━━ Records provided ━━
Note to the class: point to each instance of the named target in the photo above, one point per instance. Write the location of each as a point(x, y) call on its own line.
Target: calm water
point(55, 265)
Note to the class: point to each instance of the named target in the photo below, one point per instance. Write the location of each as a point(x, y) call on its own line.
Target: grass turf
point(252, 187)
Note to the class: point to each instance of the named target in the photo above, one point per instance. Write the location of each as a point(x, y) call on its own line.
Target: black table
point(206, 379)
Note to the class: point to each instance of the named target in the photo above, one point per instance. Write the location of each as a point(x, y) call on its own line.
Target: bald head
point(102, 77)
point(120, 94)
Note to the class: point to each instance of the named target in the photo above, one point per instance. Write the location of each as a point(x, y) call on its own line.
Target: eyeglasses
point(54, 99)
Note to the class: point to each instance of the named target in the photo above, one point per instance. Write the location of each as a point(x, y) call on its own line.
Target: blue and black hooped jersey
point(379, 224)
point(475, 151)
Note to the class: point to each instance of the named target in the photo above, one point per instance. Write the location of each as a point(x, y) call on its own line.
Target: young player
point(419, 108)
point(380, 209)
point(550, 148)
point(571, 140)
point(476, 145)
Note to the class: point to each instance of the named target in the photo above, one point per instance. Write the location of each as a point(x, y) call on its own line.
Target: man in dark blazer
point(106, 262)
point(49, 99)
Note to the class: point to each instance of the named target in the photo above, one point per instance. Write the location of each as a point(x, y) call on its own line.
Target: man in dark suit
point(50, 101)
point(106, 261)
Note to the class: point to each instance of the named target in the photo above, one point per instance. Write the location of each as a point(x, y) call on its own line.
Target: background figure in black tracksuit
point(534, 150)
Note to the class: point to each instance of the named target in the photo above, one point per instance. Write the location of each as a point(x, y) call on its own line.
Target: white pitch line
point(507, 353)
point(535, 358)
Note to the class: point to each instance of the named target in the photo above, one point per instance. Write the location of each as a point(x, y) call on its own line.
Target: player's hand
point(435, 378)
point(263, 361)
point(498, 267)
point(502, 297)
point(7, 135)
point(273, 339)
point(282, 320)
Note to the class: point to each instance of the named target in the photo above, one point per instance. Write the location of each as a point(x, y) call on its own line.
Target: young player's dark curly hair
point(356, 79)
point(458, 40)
━━━
Task instructions:
Arrange the lines from the start of the records through the line containing "point(206, 379)" as a two-column CSV with the columns input and output. Give one row for each item, with its text in input and its answer in output, each in a single quoted field and with line breaks turned into spaces.

Answer in full:
input,output
"Note to the class: point to each instance of the named target in the photo above, one point per instance. Write the location of each as a point(x, y) call on its own line. Target: calm water","point(55, 265)"
"Note to the class: point to each instance of the named target in the photo below, one point per instance. Write the location of each as a point(x, y) call on its own line. Target: grass turf","point(252, 187)"
"Note to the class: point to each instance of the named target in the photo above, one point per instance. Write the location of each as a point(x, y) call on its own line. Target: black table","point(206, 379)"